ЗАДАНИЯ
1. Ответьте на вопросы по тексту ниже.
(а) Кем работал рассказчик, когда слышал речи комвельмож?
(б) Где звучали эти речи?
(в) О чём эти люди, выпив, почти только и говорили?
2. Определите, согласуется ли каждое утверждение с текстом ниже. Подтвердите ответ точной цитатой.
(а) Речи комвельмож рассказчик слышал лишь изредка.
(б) Рассказчику иногда доводилось самому участвовать в выпивках.
(в) Съестное эти люди чаще получали по блату.
3. Изложите, пожалуйста, текст ниже в двух предложениях.

**** ТЕКСТ ****

Будучи на положении обыкновенного рабочего, я часто слышал на многочисленных митингах бесконечные речи различных комвельмож. Под влиянием красивых их слов от умиления можно было расплакаться, — так уж они заботились о народе.

 

Потом я констатировал, что все это было показное, дурачили просто людям головы.

 

Мне очень часто приходилось обслуживать коммунистическую сметанку при выпивках, а иногда и самому участвовать в этих выпивках. Представьте себе, что эти люди, выпивши, о ином другом почти и не говорили, кроме еды. Весь интерес их заключался в том — как, что и где лучше — подешевке, а чаще по блату, получить что либо из съестного.

**** СПИСОК ДАННЫХ ****

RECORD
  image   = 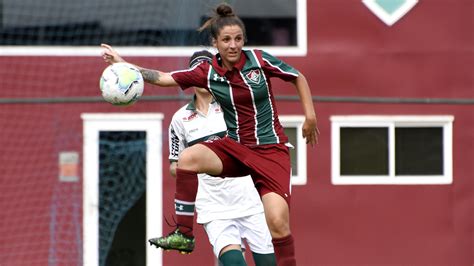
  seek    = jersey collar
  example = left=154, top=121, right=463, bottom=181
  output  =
left=212, top=50, right=247, bottom=76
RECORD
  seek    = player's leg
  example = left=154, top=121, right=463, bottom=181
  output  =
left=236, top=212, right=277, bottom=266
left=251, top=144, right=296, bottom=265
left=204, top=220, right=247, bottom=266
left=262, top=192, right=296, bottom=266
left=149, top=144, right=222, bottom=253
left=219, top=245, right=247, bottom=266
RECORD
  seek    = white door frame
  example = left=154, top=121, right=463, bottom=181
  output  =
left=81, top=113, right=163, bottom=266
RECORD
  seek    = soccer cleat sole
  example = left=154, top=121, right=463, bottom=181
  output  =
left=148, top=242, right=193, bottom=255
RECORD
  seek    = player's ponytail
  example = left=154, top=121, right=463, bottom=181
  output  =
left=198, top=3, right=247, bottom=41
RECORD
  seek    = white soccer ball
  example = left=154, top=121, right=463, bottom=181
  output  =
left=100, top=63, right=144, bottom=105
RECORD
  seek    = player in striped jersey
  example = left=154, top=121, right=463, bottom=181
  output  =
left=149, top=50, right=276, bottom=266
left=103, top=4, right=319, bottom=265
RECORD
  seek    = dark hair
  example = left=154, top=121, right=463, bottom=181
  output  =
left=189, top=50, right=214, bottom=68
left=198, top=3, right=247, bottom=41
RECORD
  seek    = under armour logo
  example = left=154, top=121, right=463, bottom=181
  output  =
left=213, top=74, right=225, bottom=82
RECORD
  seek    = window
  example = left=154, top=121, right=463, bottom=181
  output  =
left=81, top=113, right=163, bottom=266
left=0, top=0, right=307, bottom=56
left=280, top=115, right=307, bottom=185
left=331, top=116, right=454, bottom=185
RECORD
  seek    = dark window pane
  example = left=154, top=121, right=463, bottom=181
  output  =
left=395, top=127, right=443, bottom=175
left=340, top=127, right=388, bottom=175
left=285, top=127, right=298, bottom=175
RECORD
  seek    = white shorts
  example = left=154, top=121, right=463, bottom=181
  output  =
left=203, top=213, right=274, bottom=258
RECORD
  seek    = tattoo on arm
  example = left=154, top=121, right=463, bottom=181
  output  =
left=140, top=68, right=160, bottom=83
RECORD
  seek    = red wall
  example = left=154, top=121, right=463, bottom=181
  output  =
left=0, top=0, right=474, bottom=265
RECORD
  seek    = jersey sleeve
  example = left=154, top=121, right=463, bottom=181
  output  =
left=168, top=117, right=186, bottom=162
left=261, top=51, right=299, bottom=81
left=171, top=61, right=209, bottom=90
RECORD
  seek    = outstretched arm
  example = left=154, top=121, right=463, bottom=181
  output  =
left=101, top=43, right=178, bottom=87
left=293, top=73, right=319, bottom=146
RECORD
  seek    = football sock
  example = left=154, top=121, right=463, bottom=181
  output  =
left=174, top=168, right=198, bottom=237
left=272, top=234, right=296, bottom=266
left=252, top=252, right=276, bottom=266
left=219, top=249, right=247, bottom=266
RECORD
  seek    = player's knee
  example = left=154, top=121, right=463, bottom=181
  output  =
left=267, top=216, right=290, bottom=237
left=219, top=249, right=247, bottom=266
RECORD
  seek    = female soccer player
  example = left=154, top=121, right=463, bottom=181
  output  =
left=102, top=4, right=319, bottom=265
left=153, top=50, right=276, bottom=266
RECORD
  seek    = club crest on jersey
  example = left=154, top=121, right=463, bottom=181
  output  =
left=183, top=112, right=197, bottom=122
left=205, top=135, right=221, bottom=142
left=246, top=69, right=261, bottom=84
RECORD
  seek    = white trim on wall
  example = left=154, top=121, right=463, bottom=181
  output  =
left=0, top=0, right=308, bottom=57
left=330, top=115, right=454, bottom=185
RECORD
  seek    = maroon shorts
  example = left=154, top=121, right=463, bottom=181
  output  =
left=200, top=137, right=291, bottom=206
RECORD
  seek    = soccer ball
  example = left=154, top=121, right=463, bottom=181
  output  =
left=100, top=63, right=144, bottom=105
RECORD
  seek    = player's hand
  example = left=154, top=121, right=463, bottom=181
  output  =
left=303, top=117, right=319, bottom=147
left=100, top=43, right=125, bottom=64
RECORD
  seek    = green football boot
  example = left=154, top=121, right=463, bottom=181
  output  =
left=148, top=229, right=194, bottom=254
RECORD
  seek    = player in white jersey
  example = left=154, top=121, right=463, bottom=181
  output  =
left=165, top=51, right=276, bottom=265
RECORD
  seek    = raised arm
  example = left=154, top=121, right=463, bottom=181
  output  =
left=101, top=43, right=178, bottom=87
left=292, top=72, right=319, bottom=146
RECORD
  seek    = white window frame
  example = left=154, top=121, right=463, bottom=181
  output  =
left=330, top=115, right=454, bottom=185
left=279, top=115, right=307, bottom=185
left=81, top=113, right=163, bottom=266
left=0, top=0, right=308, bottom=57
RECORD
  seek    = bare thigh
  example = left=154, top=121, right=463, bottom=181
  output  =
left=178, top=144, right=223, bottom=175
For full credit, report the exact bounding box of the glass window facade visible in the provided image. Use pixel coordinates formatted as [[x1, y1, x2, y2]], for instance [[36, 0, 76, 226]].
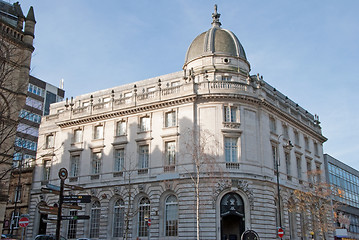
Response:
[[328, 163, 359, 208], [224, 137, 238, 162]]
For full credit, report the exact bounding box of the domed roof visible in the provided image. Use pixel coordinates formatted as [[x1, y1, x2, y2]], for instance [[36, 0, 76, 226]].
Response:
[[185, 5, 247, 65]]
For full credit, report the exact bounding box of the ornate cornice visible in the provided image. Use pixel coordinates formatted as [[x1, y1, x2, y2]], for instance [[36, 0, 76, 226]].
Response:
[[57, 95, 196, 128]]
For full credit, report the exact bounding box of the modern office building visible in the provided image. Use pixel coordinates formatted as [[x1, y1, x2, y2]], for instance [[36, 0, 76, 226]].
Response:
[[324, 154, 359, 240], [27, 5, 332, 240], [0, 0, 36, 232], [3, 75, 65, 236]]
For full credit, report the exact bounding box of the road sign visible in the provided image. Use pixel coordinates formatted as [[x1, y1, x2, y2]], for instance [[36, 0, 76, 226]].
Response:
[[42, 218, 57, 223], [64, 184, 85, 191], [61, 215, 90, 220], [41, 188, 60, 195], [19, 217, 30, 227], [59, 168, 69, 180], [63, 195, 91, 203], [46, 183, 60, 192], [39, 205, 59, 215], [62, 204, 82, 210], [278, 228, 284, 238], [241, 230, 259, 240]]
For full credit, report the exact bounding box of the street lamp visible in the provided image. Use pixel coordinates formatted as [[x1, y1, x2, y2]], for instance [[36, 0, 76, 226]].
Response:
[[276, 134, 293, 239]]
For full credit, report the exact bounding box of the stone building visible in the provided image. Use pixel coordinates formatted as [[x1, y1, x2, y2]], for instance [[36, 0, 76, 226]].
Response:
[[0, 0, 36, 232], [3, 75, 65, 236], [27, 5, 332, 240], [324, 154, 359, 240]]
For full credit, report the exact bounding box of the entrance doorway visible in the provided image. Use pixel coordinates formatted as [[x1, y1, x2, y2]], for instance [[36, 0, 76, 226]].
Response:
[[221, 193, 245, 240]]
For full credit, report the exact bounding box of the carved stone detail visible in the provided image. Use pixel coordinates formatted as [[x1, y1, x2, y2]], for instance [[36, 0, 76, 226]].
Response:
[[213, 179, 254, 210]]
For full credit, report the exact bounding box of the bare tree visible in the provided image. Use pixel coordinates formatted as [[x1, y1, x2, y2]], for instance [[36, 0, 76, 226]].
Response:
[[184, 129, 222, 240]]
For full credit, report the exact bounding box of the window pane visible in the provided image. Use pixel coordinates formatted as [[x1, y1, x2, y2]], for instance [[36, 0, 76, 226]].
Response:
[[138, 198, 150, 237], [90, 202, 100, 238], [166, 141, 176, 165], [92, 152, 102, 174], [74, 129, 82, 142], [117, 121, 126, 136], [165, 195, 178, 236], [94, 125, 103, 139], [70, 155, 80, 177], [138, 145, 149, 169], [113, 199, 125, 237], [165, 112, 176, 127], [115, 149, 125, 172], [140, 117, 150, 132]]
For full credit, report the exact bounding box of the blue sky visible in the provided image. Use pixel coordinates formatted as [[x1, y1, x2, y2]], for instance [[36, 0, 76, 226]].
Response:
[[16, 0, 359, 169]]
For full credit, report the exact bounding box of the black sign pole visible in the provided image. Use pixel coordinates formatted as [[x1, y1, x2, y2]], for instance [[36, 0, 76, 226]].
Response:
[[56, 168, 68, 240]]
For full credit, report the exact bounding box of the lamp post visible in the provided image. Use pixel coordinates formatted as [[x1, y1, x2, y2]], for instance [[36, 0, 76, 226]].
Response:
[[275, 134, 293, 239]]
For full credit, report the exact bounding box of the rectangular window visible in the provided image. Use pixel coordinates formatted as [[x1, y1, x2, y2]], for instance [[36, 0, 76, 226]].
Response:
[[165, 111, 176, 127], [74, 129, 82, 143], [307, 161, 313, 183], [115, 148, 125, 172], [92, 152, 102, 174], [70, 155, 80, 177], [165, 141, 176, 165], [304, 137, 309, 151], [103, 97, 111, 108], [269, 117, 277, 133], [117, 121, 127, 136], [314, 143, 319, 155], [14, 185, 22, 202], [315, 164, 322, 183], [283, 125, 289, 139], [284, 152, 291, 176], [272, 145, 277, 171], [17, 123, 39, 137], [224, 137, 238, 162], [11, 212, 20, 229], [123, 92, 132, 104], [140, 117, 151, 132], [44, 160, 51, 181], [297, 157, 302, 180], [26, 97, 42, 111], [138, 145, 149, 169], [45, 134, 54, 148], [294, 131, 300, 145], [94, 125, 103, 139], [224, 106, 238, 122]]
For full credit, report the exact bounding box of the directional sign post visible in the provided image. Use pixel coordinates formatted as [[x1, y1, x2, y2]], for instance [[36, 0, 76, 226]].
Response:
[[63, 195, 91, 203], [278, 228, 284, 239], [19, 217, 30, 227], [56, 168, 68, 240], [39, 205, 59, 215], [41, 188, 60, 195], [61, 215, 90, 220]]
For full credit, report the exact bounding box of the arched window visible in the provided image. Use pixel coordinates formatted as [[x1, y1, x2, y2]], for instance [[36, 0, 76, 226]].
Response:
[[138, 197, 151, 237], [113, 199, 125, 237], [165, 195, 178, 236], [90, 201, 101, 238]]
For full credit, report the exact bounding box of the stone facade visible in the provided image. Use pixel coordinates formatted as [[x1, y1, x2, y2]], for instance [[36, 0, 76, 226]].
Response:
[[27, 5, 330, 240], [0, 0, 36, 232]]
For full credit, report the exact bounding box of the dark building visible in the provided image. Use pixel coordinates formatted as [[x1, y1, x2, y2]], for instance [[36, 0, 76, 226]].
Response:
[[0, 0, 36, 232], [3, 76, 65, 236], [324, 154, 359, 239]]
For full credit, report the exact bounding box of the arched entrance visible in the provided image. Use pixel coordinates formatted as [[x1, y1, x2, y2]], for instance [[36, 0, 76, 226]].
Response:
[[221, 192, 245, 240]]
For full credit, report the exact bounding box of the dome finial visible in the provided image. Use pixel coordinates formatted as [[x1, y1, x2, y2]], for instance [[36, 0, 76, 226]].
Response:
[[212, 4, 222, 27]]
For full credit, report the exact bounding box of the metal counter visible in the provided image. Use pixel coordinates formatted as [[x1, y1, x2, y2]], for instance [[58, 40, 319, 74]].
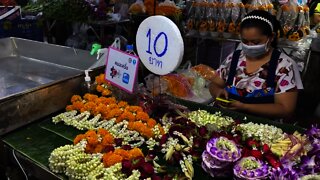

****

ОТВЕТЫ К ЗАДАНИЯМ
1.
(а) Он был обыкновенным рабочим.
(б) На многочисленных митингах.
(в) О еде.

2.
(а) Нет: «я часто слышал на многочисленных митингах бесконечные речи различных комвельмож».
(б) Да: «а иногда и самому участвовать в этих выпивках».
(в) Да: «подешевке, а чаще по блату, получить что либо из съестного».

3. Комвельможи говорили на митингах так, будто очень заботятся о народе, но всё это, как затем констатирует рассказчик, было показным и служило лишь для того, чтобы дурачить людям головы. Выпив, эти люди почти ни о чём, кроме еды, не говорили, и весь их интерес сводился к тому, как подешевле, а чаще по блату, получить что-либо из съестного.